CONSIGNE: Dans le texte ci-dessous sur la crise financière et le Maroc, relevez tous les secteurs dans lesquels 4.000 entreprises espagnoles ont demandé un dépôt de bilan au 1er trimestre 2009.

EXTRAIT DU TEXTE:
■ ■ ■ ■ ■ ■ ■

Impact de la crise financière internationale sur le Maroc
Par Jawad Kerdoudi
Président de l’IMRI « Institut Marocain des Relations Internationales »
La grave crise financière qui a frappé les Etats-Unis en 2008, et qui s’est répercutée par la suite sur le monde entier, n’a eu qu’un faible impact sur le système financier marocain. Ce dernier en effet, du fait de contrôle des changes, n’était pas très engagé dans la finance internationale, et n’était pas acheteur des produits financiers toxiques. Disposant de ressources importantes et solidement encadrées par l’Institut d’émission Bank Al Magrib, les Banques marocaines ont bien résisté à la crise financière internationale, et ont continué avec les précautions qui s’imposent, à accorder des crédits aux entreprises et aux ménages qui ont en besoin. Pour faciliter le processus du crédit, Bank Al Maghrib a fourni aux banques commerciales des liquidés importantes, et a diminué son taux directeur et la réserve obligatoire. D’ailleurs, les résultats des banques marocaines en 2008 ont été très satisfaisants. On peut citer à titre d’exemple la Banque privée Attijariwafa Bank, dont le produit
Cependant, si le Maroc n’a pas subi de conséquences de la crise financière sur son système financier, il a par contre subi un impact économique certain. Globalement, le Maroc réalise les deux tiers de ses activités économiques (commerce extérieur, investissements, tourisme, transferts des résidents marocains à l’étranger) avec l’Europe. Or, la Zone Euro a subi une baisse du PIB de 1,6% au quatrième trimestre 2008, et les prévisions pour 2009 prévoient une récession de 4,1%. Le chômage atteindra en 2009 un taux de 8,5%, et le déficit public 5,4% du PIB. La France, premier client et fournisseur du Maroc, a vu en 2008 son déficit public atteindre 3,4% du PIB, et sa dette publique remonter à 68% du PIB, tandis qu’elle a subi une baisse de 1,1% du PIB au 4ème trimestre 2008. L’Allemagne subira une récession de 5,3% en 2009 et le déficit public atteindra 4,5%. En Espagne, 4.000 entreprises ont fait une demande de dépôt de bilan pendant le 1er trimestre 2009 dans les secteurs de la construction, distribution, agriculture, transports et services.

■ ■ ■ ■ ■ ■ ■

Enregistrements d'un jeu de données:

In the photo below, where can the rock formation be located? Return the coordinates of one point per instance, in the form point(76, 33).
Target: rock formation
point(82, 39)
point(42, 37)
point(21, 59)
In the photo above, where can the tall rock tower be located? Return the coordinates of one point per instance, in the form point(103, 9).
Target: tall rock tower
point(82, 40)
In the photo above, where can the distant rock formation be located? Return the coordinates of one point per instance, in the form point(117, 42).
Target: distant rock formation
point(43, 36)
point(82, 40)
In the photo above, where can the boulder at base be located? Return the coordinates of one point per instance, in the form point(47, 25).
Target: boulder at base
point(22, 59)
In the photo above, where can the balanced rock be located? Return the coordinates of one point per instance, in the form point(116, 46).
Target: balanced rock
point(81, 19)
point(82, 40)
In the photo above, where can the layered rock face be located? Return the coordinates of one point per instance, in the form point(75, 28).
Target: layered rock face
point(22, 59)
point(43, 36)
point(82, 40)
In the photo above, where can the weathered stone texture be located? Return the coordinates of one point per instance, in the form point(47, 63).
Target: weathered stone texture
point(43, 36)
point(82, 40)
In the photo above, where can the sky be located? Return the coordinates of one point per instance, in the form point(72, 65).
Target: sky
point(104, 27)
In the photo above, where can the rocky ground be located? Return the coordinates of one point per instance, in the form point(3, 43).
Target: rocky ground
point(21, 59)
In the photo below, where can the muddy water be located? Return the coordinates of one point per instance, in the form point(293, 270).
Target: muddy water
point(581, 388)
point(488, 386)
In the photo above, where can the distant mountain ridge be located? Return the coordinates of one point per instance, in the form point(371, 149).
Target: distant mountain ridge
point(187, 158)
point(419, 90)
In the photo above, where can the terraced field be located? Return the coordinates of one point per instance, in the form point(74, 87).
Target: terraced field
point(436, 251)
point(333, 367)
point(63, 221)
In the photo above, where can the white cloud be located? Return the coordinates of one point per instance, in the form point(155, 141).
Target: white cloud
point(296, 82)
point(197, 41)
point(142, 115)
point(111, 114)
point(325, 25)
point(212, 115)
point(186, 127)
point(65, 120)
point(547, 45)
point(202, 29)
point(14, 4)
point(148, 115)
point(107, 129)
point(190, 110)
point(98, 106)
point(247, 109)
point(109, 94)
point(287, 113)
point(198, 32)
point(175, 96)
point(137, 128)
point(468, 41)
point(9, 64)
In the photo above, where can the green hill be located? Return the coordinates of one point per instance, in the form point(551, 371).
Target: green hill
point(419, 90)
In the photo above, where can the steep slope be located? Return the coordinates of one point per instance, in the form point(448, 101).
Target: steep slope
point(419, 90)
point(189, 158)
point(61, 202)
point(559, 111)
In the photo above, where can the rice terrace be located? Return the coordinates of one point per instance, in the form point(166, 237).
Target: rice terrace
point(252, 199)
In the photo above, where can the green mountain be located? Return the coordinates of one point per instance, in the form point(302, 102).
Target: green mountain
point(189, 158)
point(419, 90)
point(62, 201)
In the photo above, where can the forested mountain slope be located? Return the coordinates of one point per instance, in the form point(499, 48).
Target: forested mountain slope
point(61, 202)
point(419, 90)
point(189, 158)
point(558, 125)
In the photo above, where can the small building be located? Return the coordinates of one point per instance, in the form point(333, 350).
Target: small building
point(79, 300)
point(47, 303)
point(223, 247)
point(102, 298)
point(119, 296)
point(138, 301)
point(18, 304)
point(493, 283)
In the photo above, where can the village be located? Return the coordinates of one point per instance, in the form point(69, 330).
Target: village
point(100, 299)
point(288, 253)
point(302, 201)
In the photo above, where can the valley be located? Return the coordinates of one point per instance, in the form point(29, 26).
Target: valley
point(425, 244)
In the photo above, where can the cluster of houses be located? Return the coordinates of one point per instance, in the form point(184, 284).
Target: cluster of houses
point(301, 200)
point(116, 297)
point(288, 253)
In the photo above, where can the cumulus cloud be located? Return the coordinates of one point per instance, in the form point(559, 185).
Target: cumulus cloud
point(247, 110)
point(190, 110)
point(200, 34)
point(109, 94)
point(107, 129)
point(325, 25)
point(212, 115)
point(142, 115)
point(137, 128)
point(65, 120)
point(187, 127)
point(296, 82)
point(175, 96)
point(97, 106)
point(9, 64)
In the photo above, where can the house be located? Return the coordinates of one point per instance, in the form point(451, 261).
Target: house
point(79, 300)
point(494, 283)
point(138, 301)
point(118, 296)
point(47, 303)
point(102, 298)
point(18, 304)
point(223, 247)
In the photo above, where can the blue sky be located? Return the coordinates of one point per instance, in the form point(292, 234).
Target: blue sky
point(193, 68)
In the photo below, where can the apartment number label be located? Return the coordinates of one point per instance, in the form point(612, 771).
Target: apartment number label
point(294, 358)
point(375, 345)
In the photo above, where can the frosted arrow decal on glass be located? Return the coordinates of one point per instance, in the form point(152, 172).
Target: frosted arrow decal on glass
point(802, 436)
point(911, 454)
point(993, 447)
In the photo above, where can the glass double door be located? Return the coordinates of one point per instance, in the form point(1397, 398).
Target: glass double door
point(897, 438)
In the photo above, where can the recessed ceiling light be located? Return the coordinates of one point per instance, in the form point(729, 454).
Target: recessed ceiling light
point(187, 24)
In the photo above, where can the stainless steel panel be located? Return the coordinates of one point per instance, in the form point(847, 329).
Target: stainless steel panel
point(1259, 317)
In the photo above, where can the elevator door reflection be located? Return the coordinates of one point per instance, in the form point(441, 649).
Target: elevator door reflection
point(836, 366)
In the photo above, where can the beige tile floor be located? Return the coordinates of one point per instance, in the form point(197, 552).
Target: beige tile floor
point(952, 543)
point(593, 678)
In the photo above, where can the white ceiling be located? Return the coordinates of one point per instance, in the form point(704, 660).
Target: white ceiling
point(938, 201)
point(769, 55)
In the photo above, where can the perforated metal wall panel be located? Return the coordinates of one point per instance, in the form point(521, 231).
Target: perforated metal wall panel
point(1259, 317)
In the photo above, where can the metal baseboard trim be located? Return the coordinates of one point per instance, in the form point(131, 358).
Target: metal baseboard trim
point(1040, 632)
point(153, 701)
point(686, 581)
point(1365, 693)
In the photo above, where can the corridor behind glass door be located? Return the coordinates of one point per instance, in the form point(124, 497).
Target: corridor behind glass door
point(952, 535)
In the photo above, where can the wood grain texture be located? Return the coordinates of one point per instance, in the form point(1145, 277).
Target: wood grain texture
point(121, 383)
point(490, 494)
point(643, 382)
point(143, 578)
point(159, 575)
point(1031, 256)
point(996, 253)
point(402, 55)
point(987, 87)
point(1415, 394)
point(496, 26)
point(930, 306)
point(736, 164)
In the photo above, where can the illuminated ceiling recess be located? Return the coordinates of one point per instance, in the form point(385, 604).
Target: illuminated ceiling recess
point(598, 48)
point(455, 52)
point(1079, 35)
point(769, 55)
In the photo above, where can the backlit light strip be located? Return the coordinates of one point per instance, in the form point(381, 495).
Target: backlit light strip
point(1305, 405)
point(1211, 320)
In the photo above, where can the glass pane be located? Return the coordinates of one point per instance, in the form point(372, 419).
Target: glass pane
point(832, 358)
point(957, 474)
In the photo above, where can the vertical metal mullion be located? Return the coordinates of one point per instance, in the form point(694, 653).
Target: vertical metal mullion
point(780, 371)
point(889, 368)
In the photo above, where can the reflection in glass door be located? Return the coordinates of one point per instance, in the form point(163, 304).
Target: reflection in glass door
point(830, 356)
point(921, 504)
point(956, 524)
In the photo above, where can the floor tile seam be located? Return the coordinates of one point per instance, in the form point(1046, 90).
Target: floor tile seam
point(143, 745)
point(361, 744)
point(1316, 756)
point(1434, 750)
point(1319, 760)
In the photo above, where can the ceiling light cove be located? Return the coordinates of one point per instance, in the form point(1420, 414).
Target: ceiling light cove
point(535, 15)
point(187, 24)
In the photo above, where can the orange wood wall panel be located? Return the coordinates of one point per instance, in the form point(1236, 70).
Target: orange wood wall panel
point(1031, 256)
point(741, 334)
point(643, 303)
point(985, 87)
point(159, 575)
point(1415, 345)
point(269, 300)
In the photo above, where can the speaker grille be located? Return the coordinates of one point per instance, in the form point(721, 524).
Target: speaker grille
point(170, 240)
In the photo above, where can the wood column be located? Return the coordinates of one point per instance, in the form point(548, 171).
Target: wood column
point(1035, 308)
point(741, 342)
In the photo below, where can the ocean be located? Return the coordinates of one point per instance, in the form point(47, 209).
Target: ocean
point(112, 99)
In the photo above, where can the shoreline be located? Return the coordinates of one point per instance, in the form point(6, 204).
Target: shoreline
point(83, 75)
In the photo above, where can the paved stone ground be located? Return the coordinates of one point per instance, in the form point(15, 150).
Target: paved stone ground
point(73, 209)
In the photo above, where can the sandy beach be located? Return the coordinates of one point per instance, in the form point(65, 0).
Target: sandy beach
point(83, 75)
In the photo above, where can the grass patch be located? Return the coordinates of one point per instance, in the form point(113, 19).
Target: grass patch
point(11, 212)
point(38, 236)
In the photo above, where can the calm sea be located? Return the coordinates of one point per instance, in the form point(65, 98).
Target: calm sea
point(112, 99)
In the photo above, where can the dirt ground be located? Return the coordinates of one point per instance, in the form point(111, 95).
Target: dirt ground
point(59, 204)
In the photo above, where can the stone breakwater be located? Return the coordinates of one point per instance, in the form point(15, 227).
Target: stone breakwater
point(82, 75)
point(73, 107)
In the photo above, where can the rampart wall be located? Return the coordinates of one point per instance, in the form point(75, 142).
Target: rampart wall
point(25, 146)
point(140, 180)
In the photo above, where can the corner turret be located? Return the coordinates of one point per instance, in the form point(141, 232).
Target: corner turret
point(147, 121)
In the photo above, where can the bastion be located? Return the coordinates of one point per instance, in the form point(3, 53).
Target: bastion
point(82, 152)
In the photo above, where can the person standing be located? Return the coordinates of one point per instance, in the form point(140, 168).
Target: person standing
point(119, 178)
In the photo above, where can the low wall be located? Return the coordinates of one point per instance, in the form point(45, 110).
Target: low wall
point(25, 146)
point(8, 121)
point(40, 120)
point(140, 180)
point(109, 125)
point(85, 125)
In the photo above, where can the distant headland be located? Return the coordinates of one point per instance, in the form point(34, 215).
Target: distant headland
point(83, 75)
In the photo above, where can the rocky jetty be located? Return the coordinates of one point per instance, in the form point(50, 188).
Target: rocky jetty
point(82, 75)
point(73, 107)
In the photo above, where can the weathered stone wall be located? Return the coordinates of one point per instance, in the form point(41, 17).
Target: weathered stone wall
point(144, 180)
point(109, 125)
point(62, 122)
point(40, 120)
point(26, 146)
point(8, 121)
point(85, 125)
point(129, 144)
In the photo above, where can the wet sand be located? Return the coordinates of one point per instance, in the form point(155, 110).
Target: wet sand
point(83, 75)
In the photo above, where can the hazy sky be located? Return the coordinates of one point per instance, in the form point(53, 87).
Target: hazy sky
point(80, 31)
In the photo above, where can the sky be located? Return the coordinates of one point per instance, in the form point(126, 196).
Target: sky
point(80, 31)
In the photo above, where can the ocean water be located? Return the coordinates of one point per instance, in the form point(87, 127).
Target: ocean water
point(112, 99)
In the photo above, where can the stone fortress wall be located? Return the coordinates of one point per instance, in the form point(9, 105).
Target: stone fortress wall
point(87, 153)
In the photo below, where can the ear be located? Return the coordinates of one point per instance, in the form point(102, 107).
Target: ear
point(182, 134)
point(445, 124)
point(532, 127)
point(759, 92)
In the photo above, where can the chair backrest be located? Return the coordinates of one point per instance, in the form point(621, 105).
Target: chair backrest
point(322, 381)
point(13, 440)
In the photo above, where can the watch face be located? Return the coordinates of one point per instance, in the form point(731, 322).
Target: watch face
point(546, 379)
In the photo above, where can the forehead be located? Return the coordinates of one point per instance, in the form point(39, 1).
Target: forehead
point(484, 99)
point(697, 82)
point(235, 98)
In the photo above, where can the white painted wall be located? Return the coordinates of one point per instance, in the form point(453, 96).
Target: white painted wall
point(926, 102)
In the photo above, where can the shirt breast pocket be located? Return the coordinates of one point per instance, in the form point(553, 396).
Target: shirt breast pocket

■ ■ ■ ■ ■ ■ ■

CORRIGÉ DÉTAILLÉ:
- la construction
- la distribution
- l'agriculture
- les transports
- les services